▸ Work task A
Reproduce the part of the residency-delay article starting with "Yet Javaheri’s residency" and going on through "destruction’’ in Iran.".
▸ Work task B
Using the residency-delay article, decide whether each statement below agrees with it. Answer yes or no for each and quote the deciding words.
(i) Javaheri came to New Zealand from Iran in 2017 on a scholarship.
(ii) Javaheri's residency application has been delayed for five years.
(iii) Javaheri's master's studies focused on water treatment.

▸ Given passage
+++++
‘Absurd’ weapons suspicion delays residency application
Hooman Javaheri wants to become a permanent resident and finally buy a house. But someone in the Government suspects he could be planning to build weapons of mass destruction (WMDs).
Javaheri moved to New Zealand from Iran in 2017, having gained a scholarship to study for a doctorate in chemical engineering. He says he is a quiet man, who drops his 3-year-old boy at pre-school in the morning, heads to work, and watches television in the evening.
He won an innovation award at his work, Waste Management, for creating a supply of hand sanitiser and disinfectant during the Covid-19 lockdown.
Yet Javaheri’s residency application has been delayed for three years due to a suspicion he might ‘‘contribute to developing weapons of mass destruction’’ in Iran.
A mysterious ‘‘third party’’ is said to be holding up his application – suspected by Javaheri and his lawyer to be the Security Intelligence Service (SIS).
‘‘I studied chemical engineering and my master’s focus was on air quality . . . I’m not here to make a bomb,’’ Javaheri said.
+++++
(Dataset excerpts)
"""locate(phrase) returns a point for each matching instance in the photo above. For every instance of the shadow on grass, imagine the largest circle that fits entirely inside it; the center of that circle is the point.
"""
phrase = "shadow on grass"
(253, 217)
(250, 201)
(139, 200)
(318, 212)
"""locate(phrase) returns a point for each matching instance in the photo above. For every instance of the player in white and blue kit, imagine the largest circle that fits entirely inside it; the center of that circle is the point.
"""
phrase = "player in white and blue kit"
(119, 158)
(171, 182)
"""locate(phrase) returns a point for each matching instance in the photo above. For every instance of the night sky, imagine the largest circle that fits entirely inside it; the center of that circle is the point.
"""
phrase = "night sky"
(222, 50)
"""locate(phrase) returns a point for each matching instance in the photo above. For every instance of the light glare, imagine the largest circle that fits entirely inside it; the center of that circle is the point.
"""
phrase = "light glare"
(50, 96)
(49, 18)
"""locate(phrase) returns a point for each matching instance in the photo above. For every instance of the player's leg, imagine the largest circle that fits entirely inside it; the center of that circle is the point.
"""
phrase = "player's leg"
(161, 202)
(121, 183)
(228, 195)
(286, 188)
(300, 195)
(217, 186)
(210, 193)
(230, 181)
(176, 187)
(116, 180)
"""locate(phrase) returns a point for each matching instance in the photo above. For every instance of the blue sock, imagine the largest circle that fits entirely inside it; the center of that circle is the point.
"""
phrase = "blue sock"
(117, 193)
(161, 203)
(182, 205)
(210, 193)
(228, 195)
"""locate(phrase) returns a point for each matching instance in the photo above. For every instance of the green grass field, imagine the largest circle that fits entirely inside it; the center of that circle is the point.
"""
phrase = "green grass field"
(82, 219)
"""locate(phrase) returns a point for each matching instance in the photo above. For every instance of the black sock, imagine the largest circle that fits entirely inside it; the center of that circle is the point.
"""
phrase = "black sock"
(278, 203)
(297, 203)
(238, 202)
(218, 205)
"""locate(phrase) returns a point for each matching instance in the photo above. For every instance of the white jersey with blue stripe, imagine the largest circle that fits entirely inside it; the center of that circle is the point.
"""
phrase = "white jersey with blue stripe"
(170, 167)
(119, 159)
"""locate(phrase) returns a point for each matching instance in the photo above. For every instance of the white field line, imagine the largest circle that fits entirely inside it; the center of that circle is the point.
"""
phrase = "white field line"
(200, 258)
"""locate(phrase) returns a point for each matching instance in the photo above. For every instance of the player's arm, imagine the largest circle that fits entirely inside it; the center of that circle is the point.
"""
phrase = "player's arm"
+++++
▸ Reply A
Yet Javaheri’s residency application has been delayed for three years due to a suspicion he might ‘‘contribute to developing weapons of mass destruction’’ in Iran.

▸ Reply B
(i) Yes: "Javaheri moved to New Zealand from Iran in 2017, having gained a scholarship to study for a doctorate in chemical engineering."
(ii) No: "Javaheri’s residency application has been delayed for three years"
(iii) No: "my master’s focus was on air quality"